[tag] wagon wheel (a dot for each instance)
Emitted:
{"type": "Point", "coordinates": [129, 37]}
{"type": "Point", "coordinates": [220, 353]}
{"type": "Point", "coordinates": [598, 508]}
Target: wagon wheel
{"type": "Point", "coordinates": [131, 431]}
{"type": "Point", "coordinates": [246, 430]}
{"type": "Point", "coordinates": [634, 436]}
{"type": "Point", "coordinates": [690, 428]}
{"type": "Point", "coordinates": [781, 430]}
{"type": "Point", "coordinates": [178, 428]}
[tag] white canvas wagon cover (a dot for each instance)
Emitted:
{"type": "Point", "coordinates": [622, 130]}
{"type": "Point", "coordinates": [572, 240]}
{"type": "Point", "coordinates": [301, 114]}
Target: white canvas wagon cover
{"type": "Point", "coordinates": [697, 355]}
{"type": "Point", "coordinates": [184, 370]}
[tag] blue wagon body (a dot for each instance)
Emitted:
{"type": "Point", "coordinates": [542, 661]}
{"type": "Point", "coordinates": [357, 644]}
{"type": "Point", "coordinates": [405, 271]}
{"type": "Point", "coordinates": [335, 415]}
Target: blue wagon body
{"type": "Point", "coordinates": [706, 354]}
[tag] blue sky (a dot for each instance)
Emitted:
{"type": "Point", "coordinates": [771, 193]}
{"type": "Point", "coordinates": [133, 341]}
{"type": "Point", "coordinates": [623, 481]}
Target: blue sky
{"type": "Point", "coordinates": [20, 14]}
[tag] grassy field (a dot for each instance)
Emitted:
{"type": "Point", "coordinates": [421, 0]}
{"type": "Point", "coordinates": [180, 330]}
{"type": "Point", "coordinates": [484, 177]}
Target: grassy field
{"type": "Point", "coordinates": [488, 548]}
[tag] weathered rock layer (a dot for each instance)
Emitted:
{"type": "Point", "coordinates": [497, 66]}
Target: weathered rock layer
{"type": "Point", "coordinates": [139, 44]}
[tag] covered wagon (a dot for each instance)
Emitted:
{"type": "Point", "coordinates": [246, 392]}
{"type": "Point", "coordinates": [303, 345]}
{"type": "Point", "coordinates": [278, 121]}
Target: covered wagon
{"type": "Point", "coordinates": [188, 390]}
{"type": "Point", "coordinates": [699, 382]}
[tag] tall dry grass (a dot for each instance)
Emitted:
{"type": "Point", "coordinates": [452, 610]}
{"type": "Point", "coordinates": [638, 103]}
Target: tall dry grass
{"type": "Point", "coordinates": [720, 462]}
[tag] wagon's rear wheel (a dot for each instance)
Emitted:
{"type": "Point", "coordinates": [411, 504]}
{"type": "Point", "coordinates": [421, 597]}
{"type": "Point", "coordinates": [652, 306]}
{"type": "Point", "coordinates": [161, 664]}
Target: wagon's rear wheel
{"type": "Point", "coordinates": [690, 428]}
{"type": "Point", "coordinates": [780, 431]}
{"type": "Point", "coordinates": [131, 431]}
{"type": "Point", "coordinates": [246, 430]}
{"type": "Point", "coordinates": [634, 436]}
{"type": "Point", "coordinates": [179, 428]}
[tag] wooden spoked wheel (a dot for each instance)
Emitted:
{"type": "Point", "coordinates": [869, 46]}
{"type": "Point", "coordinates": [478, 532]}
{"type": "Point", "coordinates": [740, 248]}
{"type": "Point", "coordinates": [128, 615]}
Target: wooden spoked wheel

...

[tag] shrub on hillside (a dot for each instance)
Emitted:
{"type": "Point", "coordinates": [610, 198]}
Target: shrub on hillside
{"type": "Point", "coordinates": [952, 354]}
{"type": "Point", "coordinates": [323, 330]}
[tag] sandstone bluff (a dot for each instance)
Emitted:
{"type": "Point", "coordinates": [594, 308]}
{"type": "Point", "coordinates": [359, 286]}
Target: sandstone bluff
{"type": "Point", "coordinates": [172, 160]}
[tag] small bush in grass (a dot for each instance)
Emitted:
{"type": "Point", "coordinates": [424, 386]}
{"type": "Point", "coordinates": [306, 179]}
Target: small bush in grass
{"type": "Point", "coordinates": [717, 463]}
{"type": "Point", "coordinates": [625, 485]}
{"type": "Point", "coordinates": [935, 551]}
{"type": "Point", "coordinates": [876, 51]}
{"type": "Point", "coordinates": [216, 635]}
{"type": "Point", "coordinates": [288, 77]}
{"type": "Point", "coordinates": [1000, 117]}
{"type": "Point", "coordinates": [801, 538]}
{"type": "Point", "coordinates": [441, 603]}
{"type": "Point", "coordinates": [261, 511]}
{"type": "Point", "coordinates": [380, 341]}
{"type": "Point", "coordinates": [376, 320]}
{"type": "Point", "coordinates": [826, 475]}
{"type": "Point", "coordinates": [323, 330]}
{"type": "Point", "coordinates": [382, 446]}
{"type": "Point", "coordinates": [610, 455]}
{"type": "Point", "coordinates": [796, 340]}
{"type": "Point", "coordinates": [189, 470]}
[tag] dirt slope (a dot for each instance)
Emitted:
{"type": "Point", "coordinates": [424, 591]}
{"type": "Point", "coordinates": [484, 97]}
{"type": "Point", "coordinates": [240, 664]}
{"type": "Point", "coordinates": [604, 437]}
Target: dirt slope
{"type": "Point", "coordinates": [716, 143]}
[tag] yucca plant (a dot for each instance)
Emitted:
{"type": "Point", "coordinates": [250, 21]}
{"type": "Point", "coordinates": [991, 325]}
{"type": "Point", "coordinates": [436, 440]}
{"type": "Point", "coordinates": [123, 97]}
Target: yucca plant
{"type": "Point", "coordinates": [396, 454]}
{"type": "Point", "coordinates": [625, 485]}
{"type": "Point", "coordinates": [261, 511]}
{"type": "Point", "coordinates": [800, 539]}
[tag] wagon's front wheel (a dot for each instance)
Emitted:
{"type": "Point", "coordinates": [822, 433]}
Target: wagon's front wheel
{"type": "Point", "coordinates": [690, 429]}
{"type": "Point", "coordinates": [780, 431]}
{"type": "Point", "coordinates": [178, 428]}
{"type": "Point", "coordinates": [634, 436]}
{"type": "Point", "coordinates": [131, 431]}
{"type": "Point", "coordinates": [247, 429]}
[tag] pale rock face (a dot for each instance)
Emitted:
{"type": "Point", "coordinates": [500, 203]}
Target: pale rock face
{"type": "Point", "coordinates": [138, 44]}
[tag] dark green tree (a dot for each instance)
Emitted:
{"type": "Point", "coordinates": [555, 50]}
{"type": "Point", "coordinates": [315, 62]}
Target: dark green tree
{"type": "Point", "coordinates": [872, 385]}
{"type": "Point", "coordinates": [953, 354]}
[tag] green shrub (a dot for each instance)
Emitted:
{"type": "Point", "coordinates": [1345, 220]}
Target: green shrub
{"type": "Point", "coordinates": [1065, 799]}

# Problem description
Your response should be each line that includes the word "wooden", copied from the records.

# Expected answer
[tag] wooden spoked wheel (a dot for each instance)
Target: wooden spoked wheel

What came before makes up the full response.